*What you are asked to do*.
How many lines in the rows below contain the string "spoon"? Case counts, and the reply should be the number alone.

*Records for the task*.
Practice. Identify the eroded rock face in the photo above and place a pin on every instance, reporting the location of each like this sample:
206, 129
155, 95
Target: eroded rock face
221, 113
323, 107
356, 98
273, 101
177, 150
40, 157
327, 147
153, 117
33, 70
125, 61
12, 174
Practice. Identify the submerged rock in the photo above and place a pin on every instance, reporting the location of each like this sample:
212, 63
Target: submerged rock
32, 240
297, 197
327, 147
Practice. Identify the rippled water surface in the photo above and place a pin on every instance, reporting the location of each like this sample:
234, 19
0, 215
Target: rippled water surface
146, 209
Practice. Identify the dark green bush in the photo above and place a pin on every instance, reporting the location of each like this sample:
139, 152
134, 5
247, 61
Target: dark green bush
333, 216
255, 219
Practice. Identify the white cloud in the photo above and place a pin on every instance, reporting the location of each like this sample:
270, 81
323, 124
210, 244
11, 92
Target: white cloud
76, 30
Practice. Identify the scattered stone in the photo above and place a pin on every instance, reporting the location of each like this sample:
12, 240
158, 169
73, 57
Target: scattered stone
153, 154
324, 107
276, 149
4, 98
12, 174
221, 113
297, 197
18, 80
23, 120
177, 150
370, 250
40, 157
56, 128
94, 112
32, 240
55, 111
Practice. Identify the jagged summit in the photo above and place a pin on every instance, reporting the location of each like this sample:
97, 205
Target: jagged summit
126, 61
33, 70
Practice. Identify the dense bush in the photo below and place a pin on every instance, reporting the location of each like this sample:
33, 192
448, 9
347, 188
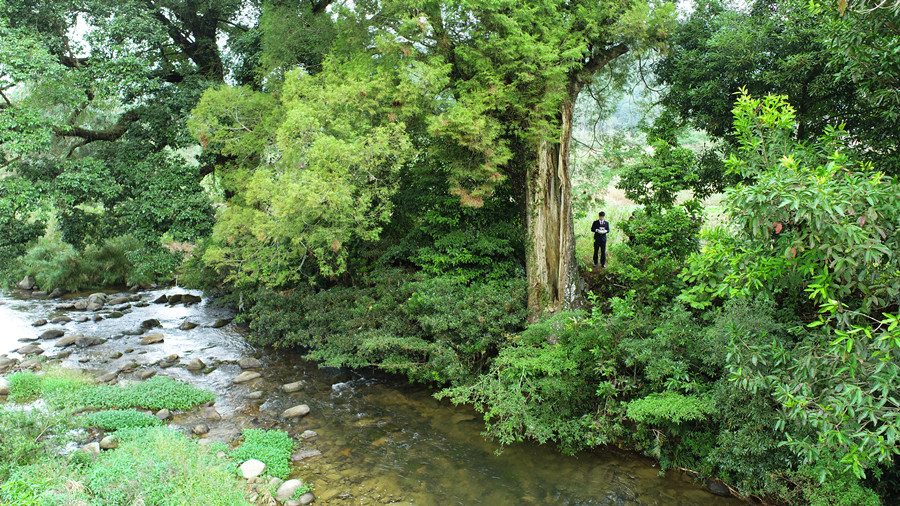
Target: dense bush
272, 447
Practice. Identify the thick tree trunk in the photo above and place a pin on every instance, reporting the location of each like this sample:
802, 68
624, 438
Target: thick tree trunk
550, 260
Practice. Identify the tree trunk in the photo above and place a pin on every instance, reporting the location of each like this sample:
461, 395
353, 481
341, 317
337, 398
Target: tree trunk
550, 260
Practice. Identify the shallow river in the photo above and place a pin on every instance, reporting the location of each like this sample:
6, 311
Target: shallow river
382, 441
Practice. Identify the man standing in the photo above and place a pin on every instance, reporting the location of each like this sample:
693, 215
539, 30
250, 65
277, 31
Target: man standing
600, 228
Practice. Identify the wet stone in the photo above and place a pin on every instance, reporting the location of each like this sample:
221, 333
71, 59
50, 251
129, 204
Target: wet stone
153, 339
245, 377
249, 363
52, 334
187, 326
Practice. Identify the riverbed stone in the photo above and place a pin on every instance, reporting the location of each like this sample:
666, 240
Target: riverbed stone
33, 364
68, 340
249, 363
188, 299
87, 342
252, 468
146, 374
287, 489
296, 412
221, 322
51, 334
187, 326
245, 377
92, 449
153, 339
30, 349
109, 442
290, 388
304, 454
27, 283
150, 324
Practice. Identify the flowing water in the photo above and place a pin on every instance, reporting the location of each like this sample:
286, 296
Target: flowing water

---

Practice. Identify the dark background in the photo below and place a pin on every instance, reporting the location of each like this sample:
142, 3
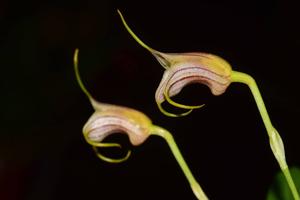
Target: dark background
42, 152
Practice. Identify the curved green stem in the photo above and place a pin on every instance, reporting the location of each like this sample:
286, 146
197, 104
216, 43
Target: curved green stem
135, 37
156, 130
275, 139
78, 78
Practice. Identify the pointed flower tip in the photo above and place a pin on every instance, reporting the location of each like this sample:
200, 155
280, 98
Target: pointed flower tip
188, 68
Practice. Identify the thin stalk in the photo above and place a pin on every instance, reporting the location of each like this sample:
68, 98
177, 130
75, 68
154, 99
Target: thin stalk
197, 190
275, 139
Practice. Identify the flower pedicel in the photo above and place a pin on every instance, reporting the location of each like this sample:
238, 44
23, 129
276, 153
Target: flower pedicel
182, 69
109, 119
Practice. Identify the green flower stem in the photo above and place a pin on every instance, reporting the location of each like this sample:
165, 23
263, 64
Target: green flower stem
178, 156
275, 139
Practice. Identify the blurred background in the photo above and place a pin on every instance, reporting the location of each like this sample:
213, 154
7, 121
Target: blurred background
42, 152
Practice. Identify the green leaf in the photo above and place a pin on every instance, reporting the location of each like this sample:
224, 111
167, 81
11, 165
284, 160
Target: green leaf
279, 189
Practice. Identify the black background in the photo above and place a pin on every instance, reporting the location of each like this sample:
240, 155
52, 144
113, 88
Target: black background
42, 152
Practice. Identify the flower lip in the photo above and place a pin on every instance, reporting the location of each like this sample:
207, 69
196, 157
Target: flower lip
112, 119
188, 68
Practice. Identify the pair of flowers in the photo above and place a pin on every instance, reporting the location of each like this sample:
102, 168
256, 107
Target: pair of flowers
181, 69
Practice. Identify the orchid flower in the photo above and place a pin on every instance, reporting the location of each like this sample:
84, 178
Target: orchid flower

* * *

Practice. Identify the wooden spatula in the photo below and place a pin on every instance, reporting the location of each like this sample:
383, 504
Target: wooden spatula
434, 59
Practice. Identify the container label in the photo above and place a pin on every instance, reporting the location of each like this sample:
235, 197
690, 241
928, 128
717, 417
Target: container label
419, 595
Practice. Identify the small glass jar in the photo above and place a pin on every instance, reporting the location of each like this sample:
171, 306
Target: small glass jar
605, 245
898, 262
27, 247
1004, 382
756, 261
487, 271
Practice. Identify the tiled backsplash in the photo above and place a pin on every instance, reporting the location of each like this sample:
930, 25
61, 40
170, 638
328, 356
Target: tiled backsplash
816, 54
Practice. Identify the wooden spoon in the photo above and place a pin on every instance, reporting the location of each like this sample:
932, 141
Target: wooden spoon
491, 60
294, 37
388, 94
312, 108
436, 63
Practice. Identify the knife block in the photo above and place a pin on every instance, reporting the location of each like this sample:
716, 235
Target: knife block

*Response*.
2